■ **Study questions**:
1. In the smoking-risk methods text, list the factors that were modeled as time-varying covariates.
2. According to the smoking-risk methods text, what method was used to handle ties?
3. Decide whether each statement agrees with the smoking-risk methods text, and support each answer with a quotation from it.
(a) Missing data were handled by listwise deletion in the Cox regression analyses.
(b) AD risk group 1 served as the common reference group.
(c) Parenting behaviors were treated as time-varying covariates.

Three models were constructed to determine the role of psychiatric and familial risk factors in predicting 1) time to first cigarette, 2) time from first cigarette to onset of regular smoking, and 3) time from regular smoking to onset of ND. Given that not all of the offspring had lived through the period of risk for the development of ND, Cox proportional hazards models were chosen to conduct multivariate regression with time-to-event data. Thus, all data was utilized up until the time of censorship (i.e., time of interview) when calculating hazard ratios. Analyses were conducted with STATA, version 8.2 (Statcorp, 2005). Standard deviations of means and confidence intervals for Cox regression models were adjusted for family clustering using Huber-White robust standard errors. The Efron approximation (Hosmer & Lemeshow, 1999) was used to handle ties. With the exception of mother-reported data (i.e., offspring ODD and ADHD diagnoses and maternal psychopathology), complete data were available for nearly all participants (rates of missing data were below 1.5% for variables based on father and offspring reports). Missing data were deleted listwise in Cox regression analyses.

Three dummy variables representing the four AD risk groups (with AD risk group 4 as the common reference group) were included in the models to account for sampling design. Three dummy variables representing the four ND risk groups (with ND risk group 4 as the common reference group) were also included in the models with the maternal ND variable to adjust for genetic and environmental contributions to smoking outcomes associated with paternal and maternal ND status. Of note, potential covariates included risk factors that varied with regard to age of onset such that onset preceded the age at which a given smoking milestone was reached in some cases but not others (e.g., AD and ND onset). In order to accurately model the contribution of these factors to risk for smoking outcomes, “person year data” was created using SAS, version 9.1 (SAS Institute Inc, 2002) to represent time-varying covariates. Data were constructed with one line of data representing a single year of life for each case. For cases that were positive for a given risk factor, corresponding variables were coded as absent in each year up to the age of onset of the risk factor and present from the year of onset onwards. Time-varying covariates were used for offspring sexual abuse history, substance use disorders, and psychiatric disorders. The assessment of parenting behaviors and physical abuse specifically referenced the period from age 6 to 13 years and parental psychiatric and SUDs were lifetime diagnoses. As a result, parental psychopathology, physical abuse history, and parenting behaviors were time-invariant.

■ **Provided data**:
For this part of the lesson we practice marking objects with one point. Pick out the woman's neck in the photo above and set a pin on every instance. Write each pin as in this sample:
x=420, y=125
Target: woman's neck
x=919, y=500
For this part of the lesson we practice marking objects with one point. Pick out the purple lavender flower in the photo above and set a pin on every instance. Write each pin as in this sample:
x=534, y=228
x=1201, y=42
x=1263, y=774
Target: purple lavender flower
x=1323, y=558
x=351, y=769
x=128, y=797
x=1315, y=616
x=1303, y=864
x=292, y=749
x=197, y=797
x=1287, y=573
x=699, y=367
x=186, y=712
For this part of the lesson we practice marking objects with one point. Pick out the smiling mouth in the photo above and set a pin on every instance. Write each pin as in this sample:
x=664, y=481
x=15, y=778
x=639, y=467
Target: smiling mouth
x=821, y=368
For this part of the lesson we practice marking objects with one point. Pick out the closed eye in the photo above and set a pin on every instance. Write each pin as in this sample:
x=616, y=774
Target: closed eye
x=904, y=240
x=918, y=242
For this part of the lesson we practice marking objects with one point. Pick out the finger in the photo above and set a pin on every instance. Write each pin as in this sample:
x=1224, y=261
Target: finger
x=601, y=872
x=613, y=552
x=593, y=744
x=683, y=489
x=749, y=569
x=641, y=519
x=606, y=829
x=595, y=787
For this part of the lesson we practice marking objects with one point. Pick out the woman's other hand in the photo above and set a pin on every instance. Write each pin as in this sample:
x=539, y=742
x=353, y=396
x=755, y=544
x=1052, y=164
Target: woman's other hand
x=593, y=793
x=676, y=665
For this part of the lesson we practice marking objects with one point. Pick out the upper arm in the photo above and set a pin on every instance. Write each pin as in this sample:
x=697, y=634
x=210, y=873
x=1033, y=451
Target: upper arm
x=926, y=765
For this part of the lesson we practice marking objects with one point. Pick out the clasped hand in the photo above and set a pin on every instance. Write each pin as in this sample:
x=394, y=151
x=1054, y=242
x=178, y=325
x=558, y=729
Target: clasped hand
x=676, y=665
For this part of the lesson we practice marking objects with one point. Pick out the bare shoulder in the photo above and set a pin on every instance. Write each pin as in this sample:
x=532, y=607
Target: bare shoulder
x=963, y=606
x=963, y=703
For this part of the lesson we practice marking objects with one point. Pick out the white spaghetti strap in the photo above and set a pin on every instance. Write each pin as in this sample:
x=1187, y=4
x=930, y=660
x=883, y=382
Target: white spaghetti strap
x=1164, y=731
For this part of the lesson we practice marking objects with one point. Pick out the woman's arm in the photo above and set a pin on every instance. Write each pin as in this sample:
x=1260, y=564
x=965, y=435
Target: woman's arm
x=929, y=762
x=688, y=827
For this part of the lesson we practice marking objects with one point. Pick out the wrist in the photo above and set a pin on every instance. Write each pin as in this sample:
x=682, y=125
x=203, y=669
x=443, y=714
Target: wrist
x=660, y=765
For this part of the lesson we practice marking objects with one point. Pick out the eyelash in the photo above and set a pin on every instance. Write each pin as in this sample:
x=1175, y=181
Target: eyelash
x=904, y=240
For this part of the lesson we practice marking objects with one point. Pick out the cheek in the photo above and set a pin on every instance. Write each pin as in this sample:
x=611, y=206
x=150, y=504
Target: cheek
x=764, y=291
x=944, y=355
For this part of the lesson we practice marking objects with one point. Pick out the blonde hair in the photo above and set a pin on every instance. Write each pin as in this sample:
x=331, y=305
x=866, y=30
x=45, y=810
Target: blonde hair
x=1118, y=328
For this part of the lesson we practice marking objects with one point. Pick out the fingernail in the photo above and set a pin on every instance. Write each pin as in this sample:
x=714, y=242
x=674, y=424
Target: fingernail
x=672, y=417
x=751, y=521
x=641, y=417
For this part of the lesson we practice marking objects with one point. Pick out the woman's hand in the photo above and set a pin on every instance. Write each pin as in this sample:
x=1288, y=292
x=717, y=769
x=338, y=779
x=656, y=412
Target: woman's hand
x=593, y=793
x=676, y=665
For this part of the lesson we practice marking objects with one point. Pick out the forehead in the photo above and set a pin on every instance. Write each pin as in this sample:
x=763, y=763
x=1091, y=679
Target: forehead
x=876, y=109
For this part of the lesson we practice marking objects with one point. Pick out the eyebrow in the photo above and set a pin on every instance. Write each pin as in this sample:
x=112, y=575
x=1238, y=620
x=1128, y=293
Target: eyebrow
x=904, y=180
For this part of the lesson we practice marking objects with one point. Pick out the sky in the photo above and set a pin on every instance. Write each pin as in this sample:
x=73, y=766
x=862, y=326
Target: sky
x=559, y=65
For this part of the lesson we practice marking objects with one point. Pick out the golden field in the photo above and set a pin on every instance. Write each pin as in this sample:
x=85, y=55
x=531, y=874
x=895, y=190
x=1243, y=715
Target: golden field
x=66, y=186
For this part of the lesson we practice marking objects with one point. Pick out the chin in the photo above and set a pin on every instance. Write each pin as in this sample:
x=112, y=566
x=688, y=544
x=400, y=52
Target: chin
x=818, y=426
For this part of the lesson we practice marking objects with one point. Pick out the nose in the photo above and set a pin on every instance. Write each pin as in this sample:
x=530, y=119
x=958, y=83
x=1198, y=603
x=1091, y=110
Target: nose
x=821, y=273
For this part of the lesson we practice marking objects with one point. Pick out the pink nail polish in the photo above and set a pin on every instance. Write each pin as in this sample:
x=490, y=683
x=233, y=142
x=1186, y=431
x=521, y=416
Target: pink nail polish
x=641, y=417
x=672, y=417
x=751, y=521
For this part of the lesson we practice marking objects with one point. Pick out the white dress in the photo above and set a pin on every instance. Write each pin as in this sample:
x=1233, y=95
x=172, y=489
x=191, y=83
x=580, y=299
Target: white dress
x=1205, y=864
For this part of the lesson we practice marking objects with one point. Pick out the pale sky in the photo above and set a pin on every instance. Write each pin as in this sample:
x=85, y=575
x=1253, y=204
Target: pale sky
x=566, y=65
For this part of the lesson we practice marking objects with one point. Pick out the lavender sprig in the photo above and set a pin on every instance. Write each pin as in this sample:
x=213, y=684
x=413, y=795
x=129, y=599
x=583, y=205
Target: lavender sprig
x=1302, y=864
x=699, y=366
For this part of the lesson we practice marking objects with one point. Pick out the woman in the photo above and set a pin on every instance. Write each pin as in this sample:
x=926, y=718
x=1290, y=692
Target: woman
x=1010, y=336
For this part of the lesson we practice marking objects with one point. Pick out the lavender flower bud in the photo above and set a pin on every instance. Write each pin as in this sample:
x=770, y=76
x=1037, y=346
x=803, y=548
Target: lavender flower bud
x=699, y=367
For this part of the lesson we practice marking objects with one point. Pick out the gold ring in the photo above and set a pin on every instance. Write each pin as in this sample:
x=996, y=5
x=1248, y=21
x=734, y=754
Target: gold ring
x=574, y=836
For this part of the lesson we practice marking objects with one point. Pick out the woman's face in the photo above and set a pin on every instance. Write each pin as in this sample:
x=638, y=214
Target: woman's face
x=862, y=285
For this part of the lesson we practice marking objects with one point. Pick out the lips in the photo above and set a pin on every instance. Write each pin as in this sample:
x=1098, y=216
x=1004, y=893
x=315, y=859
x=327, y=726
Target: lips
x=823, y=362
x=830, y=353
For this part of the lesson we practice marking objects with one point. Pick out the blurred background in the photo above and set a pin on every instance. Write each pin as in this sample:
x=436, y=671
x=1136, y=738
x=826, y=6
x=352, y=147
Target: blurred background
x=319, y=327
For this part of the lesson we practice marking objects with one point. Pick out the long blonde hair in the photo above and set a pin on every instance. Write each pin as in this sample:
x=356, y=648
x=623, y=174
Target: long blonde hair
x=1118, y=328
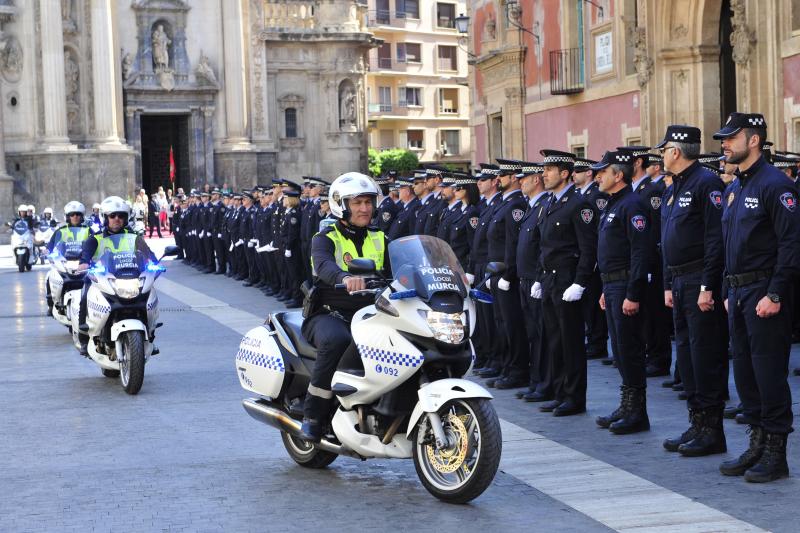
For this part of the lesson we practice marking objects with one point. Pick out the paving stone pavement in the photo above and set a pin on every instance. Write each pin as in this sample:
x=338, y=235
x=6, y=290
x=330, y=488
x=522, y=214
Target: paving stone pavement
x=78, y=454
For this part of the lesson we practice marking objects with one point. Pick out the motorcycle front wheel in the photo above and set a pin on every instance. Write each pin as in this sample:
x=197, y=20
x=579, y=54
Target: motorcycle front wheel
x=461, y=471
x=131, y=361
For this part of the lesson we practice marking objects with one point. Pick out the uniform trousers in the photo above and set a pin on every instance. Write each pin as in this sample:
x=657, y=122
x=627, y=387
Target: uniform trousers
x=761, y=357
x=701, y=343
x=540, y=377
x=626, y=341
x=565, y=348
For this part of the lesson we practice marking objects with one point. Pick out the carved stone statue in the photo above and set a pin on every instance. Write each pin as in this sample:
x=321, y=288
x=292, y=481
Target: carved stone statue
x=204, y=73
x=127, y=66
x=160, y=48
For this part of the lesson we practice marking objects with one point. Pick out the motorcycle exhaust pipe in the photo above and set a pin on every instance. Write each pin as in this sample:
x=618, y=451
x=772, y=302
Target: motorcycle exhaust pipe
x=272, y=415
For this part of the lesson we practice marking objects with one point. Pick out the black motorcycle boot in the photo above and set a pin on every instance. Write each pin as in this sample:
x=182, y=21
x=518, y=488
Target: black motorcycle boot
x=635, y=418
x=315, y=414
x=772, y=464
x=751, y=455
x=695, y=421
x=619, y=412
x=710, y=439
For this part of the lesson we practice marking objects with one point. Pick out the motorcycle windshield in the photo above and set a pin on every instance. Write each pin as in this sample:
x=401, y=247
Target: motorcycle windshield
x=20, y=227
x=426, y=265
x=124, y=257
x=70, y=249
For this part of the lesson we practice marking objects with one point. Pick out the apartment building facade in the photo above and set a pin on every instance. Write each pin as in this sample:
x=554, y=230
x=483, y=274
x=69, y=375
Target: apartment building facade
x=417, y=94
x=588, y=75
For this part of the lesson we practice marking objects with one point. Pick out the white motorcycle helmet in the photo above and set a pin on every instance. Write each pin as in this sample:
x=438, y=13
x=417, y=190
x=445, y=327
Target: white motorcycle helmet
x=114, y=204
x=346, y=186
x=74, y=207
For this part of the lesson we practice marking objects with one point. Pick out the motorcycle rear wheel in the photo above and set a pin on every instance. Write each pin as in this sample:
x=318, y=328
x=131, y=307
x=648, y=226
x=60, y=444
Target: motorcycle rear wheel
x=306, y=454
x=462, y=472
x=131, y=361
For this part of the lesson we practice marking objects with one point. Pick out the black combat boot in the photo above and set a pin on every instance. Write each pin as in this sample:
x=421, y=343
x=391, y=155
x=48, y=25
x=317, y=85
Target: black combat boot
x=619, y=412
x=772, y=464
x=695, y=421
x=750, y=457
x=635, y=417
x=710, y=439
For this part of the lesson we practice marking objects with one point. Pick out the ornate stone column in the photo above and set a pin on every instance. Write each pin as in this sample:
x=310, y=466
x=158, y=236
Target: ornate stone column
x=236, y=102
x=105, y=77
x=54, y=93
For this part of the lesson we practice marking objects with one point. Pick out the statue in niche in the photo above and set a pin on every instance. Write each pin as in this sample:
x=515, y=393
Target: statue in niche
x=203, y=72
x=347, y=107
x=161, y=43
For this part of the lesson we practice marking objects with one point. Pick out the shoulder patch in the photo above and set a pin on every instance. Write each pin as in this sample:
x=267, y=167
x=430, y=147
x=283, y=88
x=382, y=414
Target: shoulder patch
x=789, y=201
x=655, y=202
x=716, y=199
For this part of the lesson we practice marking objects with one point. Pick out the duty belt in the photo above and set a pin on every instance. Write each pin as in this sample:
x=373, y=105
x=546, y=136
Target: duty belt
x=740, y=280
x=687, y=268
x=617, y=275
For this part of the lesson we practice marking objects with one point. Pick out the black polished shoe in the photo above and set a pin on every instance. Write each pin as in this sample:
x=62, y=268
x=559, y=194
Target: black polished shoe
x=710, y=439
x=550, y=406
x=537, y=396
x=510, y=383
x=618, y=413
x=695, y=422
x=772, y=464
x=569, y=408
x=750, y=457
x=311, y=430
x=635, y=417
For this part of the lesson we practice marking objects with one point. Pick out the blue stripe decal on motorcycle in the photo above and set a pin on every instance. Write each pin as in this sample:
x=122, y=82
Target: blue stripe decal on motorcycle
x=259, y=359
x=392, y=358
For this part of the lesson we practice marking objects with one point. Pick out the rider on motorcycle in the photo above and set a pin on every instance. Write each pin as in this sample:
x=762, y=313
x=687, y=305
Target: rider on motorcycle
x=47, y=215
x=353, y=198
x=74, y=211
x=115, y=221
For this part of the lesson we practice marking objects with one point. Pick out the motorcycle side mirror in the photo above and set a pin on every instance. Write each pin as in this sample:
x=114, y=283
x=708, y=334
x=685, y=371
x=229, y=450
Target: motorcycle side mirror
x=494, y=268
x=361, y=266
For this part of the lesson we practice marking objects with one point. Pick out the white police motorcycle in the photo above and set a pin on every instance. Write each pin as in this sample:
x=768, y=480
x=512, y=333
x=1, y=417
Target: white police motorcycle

■ **Results of the tasks**:
1. Offspring sexual abuse history, substance use disorders, and psychiatric disorders

2. The Efron approximation

3.
(a) Yes: "Missing data were deleted listwise in Cox regression analyses."
(b) No: "with AD risk group 4 as the common reference group"
(c) No: "parental psychopathology, physical abuse history, and parenting behaviors were time-invariant."